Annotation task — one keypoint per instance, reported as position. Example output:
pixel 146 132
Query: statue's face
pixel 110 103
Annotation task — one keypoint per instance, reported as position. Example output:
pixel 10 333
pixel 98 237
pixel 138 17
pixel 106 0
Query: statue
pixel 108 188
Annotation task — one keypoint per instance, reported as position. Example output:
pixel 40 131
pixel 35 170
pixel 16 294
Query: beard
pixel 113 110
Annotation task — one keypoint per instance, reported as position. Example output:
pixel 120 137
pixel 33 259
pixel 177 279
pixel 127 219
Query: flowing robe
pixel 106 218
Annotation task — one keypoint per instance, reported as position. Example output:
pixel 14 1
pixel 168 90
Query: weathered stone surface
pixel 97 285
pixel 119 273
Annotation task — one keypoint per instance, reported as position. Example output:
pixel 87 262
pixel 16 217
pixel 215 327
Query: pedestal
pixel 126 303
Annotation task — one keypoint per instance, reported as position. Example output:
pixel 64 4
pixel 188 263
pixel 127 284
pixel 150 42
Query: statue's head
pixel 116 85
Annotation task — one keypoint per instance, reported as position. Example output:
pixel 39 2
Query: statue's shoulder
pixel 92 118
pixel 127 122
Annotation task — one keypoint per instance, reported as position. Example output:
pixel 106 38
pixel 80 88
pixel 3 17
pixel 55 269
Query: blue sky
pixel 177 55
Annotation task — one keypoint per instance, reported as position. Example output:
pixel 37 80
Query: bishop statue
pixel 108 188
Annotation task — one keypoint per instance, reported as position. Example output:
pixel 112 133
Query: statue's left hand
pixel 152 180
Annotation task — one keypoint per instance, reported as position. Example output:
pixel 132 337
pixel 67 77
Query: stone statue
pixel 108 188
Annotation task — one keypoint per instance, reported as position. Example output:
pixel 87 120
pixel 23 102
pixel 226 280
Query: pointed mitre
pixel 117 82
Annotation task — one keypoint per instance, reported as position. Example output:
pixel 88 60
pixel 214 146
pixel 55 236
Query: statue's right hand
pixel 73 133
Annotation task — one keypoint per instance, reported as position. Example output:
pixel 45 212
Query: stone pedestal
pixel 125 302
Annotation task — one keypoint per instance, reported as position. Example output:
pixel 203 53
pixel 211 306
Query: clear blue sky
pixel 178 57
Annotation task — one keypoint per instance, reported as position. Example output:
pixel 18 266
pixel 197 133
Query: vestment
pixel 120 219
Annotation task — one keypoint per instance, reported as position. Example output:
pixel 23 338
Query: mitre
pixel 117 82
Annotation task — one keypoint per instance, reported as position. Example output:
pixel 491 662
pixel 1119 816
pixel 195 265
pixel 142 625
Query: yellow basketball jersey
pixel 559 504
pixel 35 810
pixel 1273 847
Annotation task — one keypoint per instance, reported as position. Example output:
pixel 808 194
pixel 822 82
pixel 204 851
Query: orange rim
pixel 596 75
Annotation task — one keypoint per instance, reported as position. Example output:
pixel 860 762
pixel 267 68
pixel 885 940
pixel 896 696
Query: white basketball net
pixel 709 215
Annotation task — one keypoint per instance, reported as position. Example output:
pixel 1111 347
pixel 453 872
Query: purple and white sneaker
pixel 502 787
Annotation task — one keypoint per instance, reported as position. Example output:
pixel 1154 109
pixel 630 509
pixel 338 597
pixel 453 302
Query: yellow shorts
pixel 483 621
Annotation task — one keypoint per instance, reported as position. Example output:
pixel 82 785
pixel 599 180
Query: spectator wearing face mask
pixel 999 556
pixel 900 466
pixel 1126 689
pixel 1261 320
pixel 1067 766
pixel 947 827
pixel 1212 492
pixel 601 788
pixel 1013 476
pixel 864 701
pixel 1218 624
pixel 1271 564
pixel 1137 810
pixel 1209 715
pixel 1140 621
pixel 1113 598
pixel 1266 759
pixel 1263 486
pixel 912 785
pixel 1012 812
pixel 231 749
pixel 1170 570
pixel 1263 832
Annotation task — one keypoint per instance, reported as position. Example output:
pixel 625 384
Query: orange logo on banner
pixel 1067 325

--*--

» **Given request**: Print all of the records above again, word for word and line for line, with nothing added or changed.

» **Output for this task**:
Annotation task — one keypoint per instance, reported as position. Example output:
pixel 146 132
Query: statue's face
pixel 110 103
Annotation task — one keypoint per instance, reported as position. Example output:
pixel 10 333
pixel 98 237
pixel 138 17
pixel 106 0
Query: statue
pixel 108 188
Annotation task — one keypoint per instance, reported as position. Example output:
pixel 40 131
pixel 35 170
pixel 16 294
Query: beard
pixel 113 110
Annotation task — one keypoint per instance, reported as position. Example output:
pixel 120 137
pixel 33 259
pixel 177 279
pixel 127 219
Query: flowing robe
pixel 106 218
Annotation task — one keypoint per instance, reported as position. Example output:
pixel 14 1
pixel 168 90
Query: weathered stone surface
pixel 97 285
pixel 119 273
Annotation task — one keypoint per instance, reported as position. Example output:
pixel 87 262
pixel 16 217
pixel 215 327
Query: pedestal
pixel 126 303
Annotation task — one keypoint per instance, reported as position. Example output:
pixel 64 4
pixel 188 263
pixel 127 284
pixel 150 42
Query: statue's head
pixel 116 85
Annotation task — one keypoint per instance, reported as position. Example output:
pixel 39 2
Query: statue's shoulder
pixel 92 118
pixel 127 122
Annotation task — one keypoint per instance, reported as position. Example output:
pixel 106 38
pixel 80 88
pixel 3 17
pixel 55 269
Query: blue sky
pixel 177 55
Annotation task — one keypoint per instance, reported as position. Example output:
pixel 37 80
Query: bishop statue
pixel 108 188
Annotation task — one keypoint per instance, reported as position. Example output:
pixel 112 133
Query: statue's left hand
pixel 152 180
Annotation task — one keypoint per instance, reported as position. Example output:
pixel 132 337
pixel 67 77
Query: stone statue
pixel 108 188
Annotation task — one keypoint per instance, reported as position. Example output:
pixel 87 120
pixel 23 102
pixel 226 280
Query: pointed mitre
pixel 117 82
Annotation task — one keypoint per instance, reported as position. Example output:
pixel 88 60
pixel 214 146
pixel 55 236
Query: statue's right hand
pixel 73 133
Annotation task — one keypoint per instance, reported as position. Example output:
pixel 45 212
Query: stone pedestal
pixel 125 302
Annotation task — one keypoint per instance, reported as position. Example output:
pixel 203 53
pixel 211 306
Query: clear blue sky
pixel 178 57
Annotation task — one keypoint per instance, reported as position. Example output:
pixel 18 266
pixel 197 133
Query: vestment
pixel 120 219
Annotation task — one keypoint per instance, reported as position. Example output:
pixel 23 338
Query: mitre
pixel 117 82
Annotation task — one keypoint per instance, reported as position. Example output:
pixel 491 662
pixel 1119 816
pixel 195 265
pixel 142 625
Query: yellow basketball jersey
pixel 559 504
pixel 35 810
pixel 1273 847
Annotation task — one keypoint per instance, reported as position. Example output:
pixel 808 194
pixel 822 82
pixel 204 851
Query: orange rim
pixel 596 75
Annotation task — one keypoint per instance, reported as position. Example output:
pixel 860 762
pixel 267 68
pixel 885 940
pixel 896 696
Query: white basketball net
pixel 709 215
Annotation task — one keypoint per instance, reported as position. Example output:
pixel 1111 347
pixel 453 872
Query: purple and white sneaker
pixel 502 787
Annotation task — one keypoint per instance, reported as position. Example output:
pixel 1154 109
pixel 630 509
pixel 338 597
pixel 453 302
Query: yellow shorts
pixel 483 621
Annotation task — one keypoint per instance, reported as position. Example output:
pixel 82 785
pixel 599 180
Query: spectator wearing face mask
pixel 999 556
pixel 900 466
pixel 1126 689
pixel 1261 320
pixel 1067 766
pixel 947 827
pixel 1212 492
pixel 601 788
pixel 1013 476
pixel 864 701
pixel 1218 624
pixel 1271 564
pixel 1137 810
pixel 1209 715
pixel 1140 621
pixel 1113 598
pixel 1266 759
pixel 1263 486
pixel 912 785
pixel 1012 812
pixel 231 749
pixel 1170 570
pixel 1263 832
Annotation task — one keypoint per instance, reported as position. Example output:
pixel 625 384
Query: orange logo on banner
pixel 1067 325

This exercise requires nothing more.